* WHAT TO DO: Repeat exactly the lines from the one containing "If you could mark the green shrub" through the last line of the records below, both included, and nothing else.
○ ○ ○ ○ ○ ○ ○
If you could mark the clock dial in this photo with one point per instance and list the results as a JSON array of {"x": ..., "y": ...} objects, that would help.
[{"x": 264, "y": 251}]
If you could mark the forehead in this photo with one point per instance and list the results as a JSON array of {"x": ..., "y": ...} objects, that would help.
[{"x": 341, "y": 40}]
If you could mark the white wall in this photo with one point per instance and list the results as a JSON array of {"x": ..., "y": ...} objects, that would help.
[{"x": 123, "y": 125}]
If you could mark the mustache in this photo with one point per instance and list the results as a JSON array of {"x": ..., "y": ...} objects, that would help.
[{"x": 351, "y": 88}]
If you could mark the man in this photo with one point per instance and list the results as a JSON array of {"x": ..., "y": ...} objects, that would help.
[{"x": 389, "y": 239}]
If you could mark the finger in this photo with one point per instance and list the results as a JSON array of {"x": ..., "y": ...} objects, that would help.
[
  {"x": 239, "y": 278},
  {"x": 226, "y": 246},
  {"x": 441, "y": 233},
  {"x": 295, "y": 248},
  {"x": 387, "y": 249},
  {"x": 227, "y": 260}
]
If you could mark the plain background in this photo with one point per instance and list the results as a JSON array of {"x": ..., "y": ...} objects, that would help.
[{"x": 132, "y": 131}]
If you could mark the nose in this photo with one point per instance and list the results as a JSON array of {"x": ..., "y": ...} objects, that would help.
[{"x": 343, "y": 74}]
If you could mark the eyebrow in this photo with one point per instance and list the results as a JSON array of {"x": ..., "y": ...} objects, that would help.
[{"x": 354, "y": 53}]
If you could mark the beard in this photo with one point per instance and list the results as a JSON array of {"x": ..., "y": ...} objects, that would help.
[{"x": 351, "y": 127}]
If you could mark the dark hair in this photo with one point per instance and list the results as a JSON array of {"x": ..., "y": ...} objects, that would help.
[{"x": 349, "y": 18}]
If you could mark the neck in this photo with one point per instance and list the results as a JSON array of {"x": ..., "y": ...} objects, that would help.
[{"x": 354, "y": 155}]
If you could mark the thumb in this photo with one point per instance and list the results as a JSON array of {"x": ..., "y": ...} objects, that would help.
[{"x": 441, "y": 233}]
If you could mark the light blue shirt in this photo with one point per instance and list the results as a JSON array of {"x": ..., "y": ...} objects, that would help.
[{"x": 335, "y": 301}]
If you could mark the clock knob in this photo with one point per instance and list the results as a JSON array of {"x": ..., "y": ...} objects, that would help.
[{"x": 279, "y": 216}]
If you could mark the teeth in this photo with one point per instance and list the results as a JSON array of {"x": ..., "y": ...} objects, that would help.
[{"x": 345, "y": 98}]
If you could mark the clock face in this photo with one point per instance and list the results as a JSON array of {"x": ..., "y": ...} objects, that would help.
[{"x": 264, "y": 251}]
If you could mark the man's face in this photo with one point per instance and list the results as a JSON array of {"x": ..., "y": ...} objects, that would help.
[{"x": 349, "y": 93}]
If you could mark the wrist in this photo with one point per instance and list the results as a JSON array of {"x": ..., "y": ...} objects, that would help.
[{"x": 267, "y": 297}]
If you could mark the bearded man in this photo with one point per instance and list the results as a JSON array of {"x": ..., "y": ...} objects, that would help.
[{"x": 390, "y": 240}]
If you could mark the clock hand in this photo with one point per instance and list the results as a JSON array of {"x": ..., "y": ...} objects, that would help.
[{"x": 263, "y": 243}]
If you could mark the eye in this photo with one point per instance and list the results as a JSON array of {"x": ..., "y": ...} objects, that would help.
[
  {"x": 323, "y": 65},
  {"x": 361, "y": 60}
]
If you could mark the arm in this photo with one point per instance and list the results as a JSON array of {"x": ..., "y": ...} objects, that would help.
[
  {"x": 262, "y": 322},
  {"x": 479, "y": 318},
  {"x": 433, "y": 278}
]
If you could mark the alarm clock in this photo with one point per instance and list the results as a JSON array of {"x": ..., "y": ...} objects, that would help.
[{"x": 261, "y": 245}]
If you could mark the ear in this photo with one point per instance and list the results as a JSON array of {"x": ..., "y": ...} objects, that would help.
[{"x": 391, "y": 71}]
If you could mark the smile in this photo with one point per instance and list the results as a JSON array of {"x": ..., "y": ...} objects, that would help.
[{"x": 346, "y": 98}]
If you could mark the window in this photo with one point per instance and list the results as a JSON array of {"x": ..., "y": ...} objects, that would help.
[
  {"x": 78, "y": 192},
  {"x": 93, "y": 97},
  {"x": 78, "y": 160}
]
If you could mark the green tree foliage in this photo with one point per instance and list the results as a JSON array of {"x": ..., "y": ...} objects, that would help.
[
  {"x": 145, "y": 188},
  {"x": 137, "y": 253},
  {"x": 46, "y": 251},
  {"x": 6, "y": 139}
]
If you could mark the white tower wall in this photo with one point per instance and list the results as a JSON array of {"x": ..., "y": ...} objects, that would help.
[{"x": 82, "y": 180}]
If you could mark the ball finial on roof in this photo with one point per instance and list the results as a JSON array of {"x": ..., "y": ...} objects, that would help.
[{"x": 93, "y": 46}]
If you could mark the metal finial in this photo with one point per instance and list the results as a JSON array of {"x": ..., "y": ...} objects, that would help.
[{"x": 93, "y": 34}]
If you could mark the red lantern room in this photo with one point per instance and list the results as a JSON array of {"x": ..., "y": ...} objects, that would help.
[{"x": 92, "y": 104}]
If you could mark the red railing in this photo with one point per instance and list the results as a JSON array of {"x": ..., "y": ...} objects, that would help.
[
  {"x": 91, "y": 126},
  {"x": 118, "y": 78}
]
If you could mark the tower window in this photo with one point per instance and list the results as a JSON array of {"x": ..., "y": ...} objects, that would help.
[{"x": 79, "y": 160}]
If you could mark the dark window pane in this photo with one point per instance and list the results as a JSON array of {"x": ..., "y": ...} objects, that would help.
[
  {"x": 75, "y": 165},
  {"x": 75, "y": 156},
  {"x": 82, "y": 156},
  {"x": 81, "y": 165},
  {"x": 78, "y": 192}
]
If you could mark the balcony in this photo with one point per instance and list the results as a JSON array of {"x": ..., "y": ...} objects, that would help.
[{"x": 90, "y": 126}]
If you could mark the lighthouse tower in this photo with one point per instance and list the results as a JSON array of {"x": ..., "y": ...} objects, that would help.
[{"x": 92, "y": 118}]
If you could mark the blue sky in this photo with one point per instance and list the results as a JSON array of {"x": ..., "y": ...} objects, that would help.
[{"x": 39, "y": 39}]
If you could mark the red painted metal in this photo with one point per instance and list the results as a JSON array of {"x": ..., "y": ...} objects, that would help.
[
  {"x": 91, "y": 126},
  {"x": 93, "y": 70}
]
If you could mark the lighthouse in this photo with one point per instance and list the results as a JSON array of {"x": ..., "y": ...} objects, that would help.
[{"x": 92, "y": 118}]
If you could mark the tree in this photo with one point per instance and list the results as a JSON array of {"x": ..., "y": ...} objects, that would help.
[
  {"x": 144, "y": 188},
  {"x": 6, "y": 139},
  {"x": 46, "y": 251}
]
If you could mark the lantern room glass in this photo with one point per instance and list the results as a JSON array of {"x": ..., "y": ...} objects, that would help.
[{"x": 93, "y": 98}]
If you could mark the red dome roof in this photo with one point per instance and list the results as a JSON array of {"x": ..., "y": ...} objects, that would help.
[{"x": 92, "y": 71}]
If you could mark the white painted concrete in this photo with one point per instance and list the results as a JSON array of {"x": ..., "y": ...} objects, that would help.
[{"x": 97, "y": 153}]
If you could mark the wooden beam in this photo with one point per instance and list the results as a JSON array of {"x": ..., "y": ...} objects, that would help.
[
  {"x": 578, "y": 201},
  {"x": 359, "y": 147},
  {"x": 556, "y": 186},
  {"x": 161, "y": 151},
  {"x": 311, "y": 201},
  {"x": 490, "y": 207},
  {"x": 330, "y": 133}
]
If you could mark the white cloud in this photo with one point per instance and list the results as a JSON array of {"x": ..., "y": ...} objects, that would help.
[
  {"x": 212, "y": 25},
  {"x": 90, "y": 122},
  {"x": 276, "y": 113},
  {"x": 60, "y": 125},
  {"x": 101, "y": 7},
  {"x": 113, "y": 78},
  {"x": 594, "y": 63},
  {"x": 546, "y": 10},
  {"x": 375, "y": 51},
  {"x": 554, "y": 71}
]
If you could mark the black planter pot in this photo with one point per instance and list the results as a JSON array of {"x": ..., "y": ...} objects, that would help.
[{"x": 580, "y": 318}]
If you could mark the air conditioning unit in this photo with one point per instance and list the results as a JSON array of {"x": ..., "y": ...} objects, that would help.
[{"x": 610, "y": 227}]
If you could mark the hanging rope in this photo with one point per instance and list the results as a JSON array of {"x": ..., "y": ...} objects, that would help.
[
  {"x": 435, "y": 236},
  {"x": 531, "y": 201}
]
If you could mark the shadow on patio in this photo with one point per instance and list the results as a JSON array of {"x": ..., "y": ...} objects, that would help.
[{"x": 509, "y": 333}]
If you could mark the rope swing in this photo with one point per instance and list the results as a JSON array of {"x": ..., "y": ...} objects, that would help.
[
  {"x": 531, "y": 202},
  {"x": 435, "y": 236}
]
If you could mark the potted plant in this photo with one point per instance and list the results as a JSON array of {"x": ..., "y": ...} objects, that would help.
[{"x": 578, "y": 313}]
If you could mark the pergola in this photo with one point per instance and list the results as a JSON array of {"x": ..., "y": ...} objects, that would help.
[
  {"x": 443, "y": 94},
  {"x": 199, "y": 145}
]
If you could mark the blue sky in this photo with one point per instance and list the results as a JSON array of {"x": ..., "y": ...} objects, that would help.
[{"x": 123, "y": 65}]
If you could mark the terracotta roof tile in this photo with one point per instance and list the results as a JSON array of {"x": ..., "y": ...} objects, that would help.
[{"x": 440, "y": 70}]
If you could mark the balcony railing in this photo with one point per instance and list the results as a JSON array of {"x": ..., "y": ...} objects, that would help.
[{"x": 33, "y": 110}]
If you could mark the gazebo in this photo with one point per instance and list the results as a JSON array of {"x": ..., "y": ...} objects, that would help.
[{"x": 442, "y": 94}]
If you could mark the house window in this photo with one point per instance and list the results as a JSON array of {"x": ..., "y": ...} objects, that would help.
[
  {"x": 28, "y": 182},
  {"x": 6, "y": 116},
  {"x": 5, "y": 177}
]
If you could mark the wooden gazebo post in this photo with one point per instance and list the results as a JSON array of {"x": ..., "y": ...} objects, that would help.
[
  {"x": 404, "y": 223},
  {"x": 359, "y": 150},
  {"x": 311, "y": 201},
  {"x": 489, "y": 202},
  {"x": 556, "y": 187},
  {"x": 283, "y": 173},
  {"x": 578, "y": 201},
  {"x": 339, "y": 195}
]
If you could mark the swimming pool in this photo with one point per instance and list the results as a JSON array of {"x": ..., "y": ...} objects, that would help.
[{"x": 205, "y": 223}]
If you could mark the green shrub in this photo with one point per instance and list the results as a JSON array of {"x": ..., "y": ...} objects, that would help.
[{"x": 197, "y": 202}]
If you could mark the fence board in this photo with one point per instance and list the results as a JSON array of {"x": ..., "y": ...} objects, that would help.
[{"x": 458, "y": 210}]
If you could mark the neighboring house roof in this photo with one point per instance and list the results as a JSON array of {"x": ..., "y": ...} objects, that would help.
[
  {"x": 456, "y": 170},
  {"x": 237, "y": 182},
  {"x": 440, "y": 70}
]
○ ○ ○ ○ ○ ○ ○
* SOLVED EXERCISE:
If you could mark the green shrub in this photo with one point per instance and list the results as a JSON array of {"x": ..., "y": ...} objects, that would help.
[{"x": 197, "y": 202}]
If you could mark the fence board in this photo with one point per instance and list the results as a JSON array of {"x": ..., "y": ...} objects, that would help.
[{"x": 458, "y": 210}]
If you could mark the neighboring house roof in this photo with one point per instance and list the results as a JSON array of {"x": ..., "y": ...} objects, that would help.
[
  {"x": 456, "y": 170},
  {"x": 237, "y": 182},
  {"x": 440, "y": 70}
]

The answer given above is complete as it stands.